■ Texte retenu
==*==

Élection américaine: au cœur de la "Rust Belt", où une usine de batteries électrise la campagne
Reportage dans le Michigan, où un projet d'investissement du fabricant chinois de batteries pour voitures Gotion, soutenu par l'administration Biden, divise la population.
"C’est la meilleure chose qui soit arrivée à notre économie locale depuis le XIXe siècle". Jim Chapman, dont la voix ronflante se mâtine, sous sa grosse moustache, de la chaleur amicale typique du Midwest, est intarissable sur l’histoire de Green Charter Township, une petite ville d’un peu plus de 3.000 âmes, et celle du comté de Mecosta, dans le Michigan.
Ses petits-enfants forment déjà la septième génération de Chapman dans la région. Avant de prendre sa retraite, Jim officiait comme superviseur (sorte de bourgmestre du hameau), pompier et policier. "Oui, je me préoccupe beaucoup du sort de cette communauté."
Le boom du XIXe siècle qu’il évoque est celui de l’essor de l’industrie du meuble. Les forêts environnantes fournissaient le bois qui était transporté ensuite sur le Muskegon sinueux jusqu’au lac Michigan et, de là, dans le monde entier. Mais les dernières décennies se sont écoulées comme un long fleuve agité, rythmé par les suppressions d’emplois du déclin industriel et l’exode des habitants.
Un vent de renouveau grâce aux voitures électriques
Le comté de Mecosta est l’un des plus pauvres de cet État industriel. La ville voisine de Big Rapids comptait encore 14.000 habitants en 1980, un nombre divisé par deux au dernier recensement. "Pour un emploi décent et bien rémunéré, certaines personnes parcourent 200 kilomètres par jour."
"Pour un emploi décent et bien rémunéré, certaines personnes parcourent 200 kilomètres par jour."
Mais cela, c’était avant. Le destin de la région est sur le point de basculer, avec l’arrivée de l’usine géante de fabrication de batteries de voitures que l’entreprise Gotion Inc. prévoit d’ériger dans le coin. D’une superficie de 186.000 mètres carrés, soit 26 terrains de football, elle créera au moins 2.300 emplois, rémunérés en moyenne 24 dollars de l'heure.

==*==

■ Enregistrements présentés

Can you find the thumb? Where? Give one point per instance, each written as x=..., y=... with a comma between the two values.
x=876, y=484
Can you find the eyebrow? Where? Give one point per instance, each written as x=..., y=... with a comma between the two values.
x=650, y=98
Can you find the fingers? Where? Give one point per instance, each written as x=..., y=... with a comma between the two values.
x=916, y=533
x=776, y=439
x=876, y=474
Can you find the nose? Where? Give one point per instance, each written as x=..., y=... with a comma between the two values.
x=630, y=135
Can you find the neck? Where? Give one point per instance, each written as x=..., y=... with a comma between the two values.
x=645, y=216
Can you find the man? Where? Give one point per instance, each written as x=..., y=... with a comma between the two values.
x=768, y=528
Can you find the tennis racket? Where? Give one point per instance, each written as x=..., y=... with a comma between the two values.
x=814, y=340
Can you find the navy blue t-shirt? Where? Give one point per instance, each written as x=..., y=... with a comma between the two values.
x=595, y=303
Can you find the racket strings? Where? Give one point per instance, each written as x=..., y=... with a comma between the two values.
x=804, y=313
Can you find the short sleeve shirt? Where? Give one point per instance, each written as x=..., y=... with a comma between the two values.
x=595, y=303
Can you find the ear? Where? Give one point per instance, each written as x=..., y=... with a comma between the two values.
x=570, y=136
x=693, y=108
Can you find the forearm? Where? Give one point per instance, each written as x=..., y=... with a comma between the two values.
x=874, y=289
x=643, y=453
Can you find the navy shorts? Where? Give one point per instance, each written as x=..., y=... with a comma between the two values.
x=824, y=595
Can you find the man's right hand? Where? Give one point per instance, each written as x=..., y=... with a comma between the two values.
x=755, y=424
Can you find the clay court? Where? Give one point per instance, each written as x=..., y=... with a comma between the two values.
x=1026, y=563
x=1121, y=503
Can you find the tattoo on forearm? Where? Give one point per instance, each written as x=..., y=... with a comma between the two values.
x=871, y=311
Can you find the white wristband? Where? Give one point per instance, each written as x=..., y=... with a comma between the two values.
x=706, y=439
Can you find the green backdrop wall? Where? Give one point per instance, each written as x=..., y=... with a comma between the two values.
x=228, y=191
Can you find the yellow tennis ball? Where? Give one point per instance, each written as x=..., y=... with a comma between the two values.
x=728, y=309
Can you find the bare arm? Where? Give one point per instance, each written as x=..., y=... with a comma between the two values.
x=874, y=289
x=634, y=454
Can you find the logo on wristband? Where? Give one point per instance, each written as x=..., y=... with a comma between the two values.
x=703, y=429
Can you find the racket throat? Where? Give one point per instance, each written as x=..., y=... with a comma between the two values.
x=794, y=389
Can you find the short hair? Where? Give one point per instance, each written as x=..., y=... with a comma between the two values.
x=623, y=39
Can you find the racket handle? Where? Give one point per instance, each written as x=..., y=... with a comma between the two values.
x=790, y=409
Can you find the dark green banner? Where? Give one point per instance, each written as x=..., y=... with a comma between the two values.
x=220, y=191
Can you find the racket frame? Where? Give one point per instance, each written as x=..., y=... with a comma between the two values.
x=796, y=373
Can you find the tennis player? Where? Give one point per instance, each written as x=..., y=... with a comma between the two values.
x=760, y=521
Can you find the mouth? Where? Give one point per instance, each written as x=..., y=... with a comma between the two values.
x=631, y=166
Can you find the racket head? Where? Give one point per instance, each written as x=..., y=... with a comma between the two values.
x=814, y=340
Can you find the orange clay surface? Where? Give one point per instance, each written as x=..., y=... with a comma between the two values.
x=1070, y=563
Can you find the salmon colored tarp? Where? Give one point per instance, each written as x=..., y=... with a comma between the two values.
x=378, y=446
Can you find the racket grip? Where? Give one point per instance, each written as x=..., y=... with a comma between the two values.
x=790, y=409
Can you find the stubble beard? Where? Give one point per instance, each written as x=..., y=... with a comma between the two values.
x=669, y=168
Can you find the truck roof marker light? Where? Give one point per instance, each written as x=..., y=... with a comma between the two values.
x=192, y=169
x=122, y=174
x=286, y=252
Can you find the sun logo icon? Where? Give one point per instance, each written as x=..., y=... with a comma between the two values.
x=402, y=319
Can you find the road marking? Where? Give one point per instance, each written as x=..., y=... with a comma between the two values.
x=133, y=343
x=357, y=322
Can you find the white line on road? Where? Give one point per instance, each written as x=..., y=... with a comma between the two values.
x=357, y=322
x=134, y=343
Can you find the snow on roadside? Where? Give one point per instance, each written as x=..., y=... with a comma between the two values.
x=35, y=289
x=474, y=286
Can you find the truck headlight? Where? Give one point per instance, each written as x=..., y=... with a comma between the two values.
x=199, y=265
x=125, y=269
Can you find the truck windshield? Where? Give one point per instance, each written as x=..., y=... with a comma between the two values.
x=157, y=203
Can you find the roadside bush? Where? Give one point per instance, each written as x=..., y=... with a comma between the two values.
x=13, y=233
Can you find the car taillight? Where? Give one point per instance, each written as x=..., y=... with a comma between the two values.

==*==

■ Consignes de l'exercice
A) Répondez à ces questions d'après le reportage :
(i) Combien d'habitants compte Green Charter Township ?
(ii) Combien d'habitants la ville de Big Rapids comptait-elle en 1980 ?
(iii) Combien d'emplois l'usine de Gotion Inc. créera-t-elle au minimum ?
B) Recopiez le passage du reportage commençant par "Le boom du XIXe" et allant jusqu'à "l’exode des habitants.", en substituant "papier" à "meuble".
Ces enregistrements proviennent d'une autre source que le reportage.

■ Réponses par consigne
A)
(i) Un peu plus de 3.000 habitants.
(ii) 14.000 habitants.
(iii) Au moins 2.300 emplois.

B)
Le boom du XIXe siècle qu’il évoque est celui de l’essor de l’industrie du papier. Les forêts environnantes fournissaient le bois qui était transporté ensuite sur le Muskegon sinueux jusqu’au lac Michigan et, de là, dans le monde entier. Mais les dernières décennies se sont écoulées comme un long fleuve agité, rythmé par les suppressions d’emplois du déclin industriel et l’exode des habitants.